Stated problem –
Rescale the data from the line containing "The component shall return one point per instance of the distant" through the end of the data, both ends included. Rewrite only those lines, leaving the wording lines unchanged, and multiply every x and y coordinate by 0.3, rounding each to a whole number with halves rounded up.

--- start Records for this task ---

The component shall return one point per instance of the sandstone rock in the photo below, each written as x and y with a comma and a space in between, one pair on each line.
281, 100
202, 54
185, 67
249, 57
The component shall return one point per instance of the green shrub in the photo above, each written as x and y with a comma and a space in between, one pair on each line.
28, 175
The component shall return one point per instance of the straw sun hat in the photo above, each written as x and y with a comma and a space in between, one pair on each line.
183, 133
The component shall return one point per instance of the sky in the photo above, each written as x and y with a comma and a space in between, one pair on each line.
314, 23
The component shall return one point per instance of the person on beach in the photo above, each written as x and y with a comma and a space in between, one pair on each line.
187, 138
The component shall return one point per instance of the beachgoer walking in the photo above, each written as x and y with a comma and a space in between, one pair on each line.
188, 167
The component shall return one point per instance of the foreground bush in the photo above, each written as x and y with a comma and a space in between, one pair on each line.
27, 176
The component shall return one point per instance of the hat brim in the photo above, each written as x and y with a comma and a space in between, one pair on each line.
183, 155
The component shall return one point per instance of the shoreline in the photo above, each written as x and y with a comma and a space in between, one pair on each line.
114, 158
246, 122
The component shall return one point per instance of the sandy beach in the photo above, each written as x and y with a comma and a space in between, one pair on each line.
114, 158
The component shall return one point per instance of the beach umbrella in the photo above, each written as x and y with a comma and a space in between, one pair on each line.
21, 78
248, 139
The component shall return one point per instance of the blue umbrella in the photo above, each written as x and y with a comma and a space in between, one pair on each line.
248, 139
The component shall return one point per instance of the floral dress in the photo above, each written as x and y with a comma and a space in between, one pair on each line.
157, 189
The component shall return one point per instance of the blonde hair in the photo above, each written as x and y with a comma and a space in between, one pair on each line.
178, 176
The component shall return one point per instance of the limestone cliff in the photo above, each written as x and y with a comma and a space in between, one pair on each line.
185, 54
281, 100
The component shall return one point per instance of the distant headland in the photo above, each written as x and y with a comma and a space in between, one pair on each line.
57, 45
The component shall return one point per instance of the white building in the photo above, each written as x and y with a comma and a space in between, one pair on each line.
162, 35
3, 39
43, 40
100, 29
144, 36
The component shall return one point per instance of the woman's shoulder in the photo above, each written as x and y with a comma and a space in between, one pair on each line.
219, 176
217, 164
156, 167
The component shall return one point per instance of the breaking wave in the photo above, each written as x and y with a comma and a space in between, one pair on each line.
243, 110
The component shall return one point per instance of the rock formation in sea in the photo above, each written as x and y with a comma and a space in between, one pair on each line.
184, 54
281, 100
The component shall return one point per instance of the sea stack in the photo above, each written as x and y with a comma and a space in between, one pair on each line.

--- end Records for this task ---

Response –
The component shall return one point per instance of the distant headland in the photo above, each written as x and y with a comma and a space in between, one pair on each line.
17, 14
The component shall return one point per instance of the white building in the photo above, each written as x and y with a comma and a space in between, one pair on each line.
49, 11
1, 12
13, 12
30, 9
43, 11
The component shall return one point per instance of the woman's shoulder in the photo above, each written as x and y with a comma and a space in between, one pair on each line.
66, 53
65, 49
47, 50
The component shall return one point per instance of the breaking wave in the photo above, each written as x and y with a comma and a space in between, one pair on each line.
73, 33
The component shall return one point per instance of the rock formation in sea in the photo above, each written as x and y with a comma and a space in between, one pair on each line.
55, 16
84, 30
The component shall return one point per instance of the sea stack in the photo above, each written as x and y with a comma and a space in between, one pair on each line.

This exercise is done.